**À faire**
Rassemblez chaque ligne des entrées ci-dessous qui contient le mot « bowl » et recopiez-la sans rien changer.

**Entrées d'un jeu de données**

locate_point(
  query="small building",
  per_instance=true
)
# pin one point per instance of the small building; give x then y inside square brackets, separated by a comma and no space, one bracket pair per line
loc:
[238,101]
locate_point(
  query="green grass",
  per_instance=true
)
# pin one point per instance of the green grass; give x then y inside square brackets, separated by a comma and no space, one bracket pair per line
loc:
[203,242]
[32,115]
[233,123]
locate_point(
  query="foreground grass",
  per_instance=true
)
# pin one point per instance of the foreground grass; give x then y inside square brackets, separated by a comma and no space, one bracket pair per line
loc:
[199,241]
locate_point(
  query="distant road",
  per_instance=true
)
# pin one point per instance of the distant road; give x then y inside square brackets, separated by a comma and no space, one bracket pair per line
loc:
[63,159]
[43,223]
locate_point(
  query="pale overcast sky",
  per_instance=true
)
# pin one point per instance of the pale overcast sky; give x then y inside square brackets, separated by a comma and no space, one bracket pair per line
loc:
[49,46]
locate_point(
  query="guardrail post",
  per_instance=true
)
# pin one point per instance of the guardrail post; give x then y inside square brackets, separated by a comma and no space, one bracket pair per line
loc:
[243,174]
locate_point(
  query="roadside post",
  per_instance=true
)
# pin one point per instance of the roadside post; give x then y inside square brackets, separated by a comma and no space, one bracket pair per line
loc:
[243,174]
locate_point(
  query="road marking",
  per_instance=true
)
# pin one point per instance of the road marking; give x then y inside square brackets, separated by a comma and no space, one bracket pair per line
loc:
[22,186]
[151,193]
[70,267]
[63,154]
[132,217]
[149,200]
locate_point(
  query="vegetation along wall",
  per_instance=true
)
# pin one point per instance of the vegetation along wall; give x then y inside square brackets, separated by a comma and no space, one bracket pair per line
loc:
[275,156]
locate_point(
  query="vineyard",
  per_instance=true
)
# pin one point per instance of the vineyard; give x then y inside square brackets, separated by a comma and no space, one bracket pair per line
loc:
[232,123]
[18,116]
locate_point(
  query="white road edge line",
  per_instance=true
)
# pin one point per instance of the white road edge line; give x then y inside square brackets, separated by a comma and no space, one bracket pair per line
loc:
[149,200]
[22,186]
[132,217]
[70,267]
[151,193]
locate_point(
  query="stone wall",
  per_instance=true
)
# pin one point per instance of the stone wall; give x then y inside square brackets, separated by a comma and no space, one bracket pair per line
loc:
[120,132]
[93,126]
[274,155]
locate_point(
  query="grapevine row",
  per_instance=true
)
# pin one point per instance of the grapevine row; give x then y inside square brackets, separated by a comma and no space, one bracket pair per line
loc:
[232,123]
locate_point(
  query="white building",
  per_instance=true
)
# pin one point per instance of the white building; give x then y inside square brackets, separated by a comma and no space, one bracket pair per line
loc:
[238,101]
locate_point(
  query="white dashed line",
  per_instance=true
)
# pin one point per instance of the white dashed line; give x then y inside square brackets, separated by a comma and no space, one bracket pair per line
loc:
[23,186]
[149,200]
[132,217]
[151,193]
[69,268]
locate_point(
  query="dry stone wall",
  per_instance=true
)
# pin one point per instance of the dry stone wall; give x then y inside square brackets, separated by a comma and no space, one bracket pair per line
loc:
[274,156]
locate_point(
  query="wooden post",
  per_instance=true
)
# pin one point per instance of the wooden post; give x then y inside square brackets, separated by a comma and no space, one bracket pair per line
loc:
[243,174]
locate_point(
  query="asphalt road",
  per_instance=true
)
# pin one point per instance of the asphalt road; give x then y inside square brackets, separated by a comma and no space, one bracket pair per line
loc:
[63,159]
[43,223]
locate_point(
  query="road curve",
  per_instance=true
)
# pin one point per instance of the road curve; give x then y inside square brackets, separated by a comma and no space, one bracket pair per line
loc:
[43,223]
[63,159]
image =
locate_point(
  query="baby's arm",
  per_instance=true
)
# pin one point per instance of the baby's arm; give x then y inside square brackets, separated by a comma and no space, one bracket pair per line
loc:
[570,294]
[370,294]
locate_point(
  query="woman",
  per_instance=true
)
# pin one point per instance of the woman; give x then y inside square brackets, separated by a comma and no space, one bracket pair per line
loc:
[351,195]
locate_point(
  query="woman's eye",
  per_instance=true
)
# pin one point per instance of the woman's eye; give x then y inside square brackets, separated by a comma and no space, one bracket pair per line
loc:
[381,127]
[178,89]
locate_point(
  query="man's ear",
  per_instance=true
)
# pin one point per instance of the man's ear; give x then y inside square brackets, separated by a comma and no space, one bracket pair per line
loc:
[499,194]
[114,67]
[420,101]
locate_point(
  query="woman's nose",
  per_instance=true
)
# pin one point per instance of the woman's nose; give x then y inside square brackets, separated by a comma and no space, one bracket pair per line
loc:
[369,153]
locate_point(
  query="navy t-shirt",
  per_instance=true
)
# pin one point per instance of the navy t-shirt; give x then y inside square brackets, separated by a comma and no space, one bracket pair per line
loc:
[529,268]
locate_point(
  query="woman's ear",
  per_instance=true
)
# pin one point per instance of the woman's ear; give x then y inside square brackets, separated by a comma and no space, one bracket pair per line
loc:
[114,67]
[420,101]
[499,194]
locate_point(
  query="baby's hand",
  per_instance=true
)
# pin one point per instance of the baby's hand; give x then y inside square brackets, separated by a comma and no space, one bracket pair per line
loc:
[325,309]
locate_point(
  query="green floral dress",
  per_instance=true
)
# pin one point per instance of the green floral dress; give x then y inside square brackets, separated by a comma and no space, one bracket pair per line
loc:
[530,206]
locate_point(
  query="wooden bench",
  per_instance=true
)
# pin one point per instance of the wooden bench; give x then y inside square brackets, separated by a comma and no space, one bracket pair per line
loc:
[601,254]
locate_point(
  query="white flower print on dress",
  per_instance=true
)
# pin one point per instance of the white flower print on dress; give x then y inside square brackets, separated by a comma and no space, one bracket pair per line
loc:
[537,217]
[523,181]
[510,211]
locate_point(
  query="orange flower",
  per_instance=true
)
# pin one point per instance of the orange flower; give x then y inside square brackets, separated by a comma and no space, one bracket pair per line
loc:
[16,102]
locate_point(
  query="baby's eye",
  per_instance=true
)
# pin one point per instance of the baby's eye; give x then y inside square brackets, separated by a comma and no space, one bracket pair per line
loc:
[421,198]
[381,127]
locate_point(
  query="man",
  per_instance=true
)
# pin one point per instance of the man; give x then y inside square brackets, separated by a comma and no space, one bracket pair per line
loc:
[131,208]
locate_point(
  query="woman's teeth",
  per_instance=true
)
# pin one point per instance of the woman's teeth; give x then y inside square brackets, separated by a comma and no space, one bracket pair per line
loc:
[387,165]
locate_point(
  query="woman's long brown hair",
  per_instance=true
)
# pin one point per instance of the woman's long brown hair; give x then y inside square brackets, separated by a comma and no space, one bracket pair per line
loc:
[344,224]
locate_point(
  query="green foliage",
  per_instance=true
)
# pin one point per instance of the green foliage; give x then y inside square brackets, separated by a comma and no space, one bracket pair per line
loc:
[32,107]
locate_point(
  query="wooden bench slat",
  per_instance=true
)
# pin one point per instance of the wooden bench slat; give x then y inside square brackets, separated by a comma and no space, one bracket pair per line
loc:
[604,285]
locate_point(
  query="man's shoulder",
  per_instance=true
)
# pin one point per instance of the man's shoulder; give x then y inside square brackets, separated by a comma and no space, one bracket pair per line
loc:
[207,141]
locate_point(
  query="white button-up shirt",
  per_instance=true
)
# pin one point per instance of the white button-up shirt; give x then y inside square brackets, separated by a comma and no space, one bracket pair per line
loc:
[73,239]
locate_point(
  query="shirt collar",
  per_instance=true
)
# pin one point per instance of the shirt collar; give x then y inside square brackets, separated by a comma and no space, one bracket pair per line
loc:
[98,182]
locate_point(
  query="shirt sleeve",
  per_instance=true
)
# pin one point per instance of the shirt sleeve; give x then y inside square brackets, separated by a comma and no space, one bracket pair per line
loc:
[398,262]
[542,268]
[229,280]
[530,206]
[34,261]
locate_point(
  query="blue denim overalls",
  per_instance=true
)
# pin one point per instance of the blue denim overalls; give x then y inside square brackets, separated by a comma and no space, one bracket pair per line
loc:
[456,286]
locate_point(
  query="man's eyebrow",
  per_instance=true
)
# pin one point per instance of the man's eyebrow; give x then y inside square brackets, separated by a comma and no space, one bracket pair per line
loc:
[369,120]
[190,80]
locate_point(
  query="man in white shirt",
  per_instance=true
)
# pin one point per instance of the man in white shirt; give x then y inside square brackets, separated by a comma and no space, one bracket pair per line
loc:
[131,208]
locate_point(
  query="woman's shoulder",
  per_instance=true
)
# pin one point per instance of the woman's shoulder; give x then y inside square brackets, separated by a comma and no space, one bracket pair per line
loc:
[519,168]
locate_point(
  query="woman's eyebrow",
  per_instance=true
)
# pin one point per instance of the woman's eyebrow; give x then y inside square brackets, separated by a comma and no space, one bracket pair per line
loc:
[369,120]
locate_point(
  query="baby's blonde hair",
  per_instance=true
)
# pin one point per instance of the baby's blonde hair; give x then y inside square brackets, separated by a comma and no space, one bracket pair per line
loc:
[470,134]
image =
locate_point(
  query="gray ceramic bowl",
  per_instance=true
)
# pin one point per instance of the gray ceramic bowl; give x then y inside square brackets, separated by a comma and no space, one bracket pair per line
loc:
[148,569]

**Solution rédigée**
  query="gray ceramic bowl",
# pin one point per instance of the gray ceramic bowl; give x then y inside square brackets, separated by a comma and no space, one bracket pair per line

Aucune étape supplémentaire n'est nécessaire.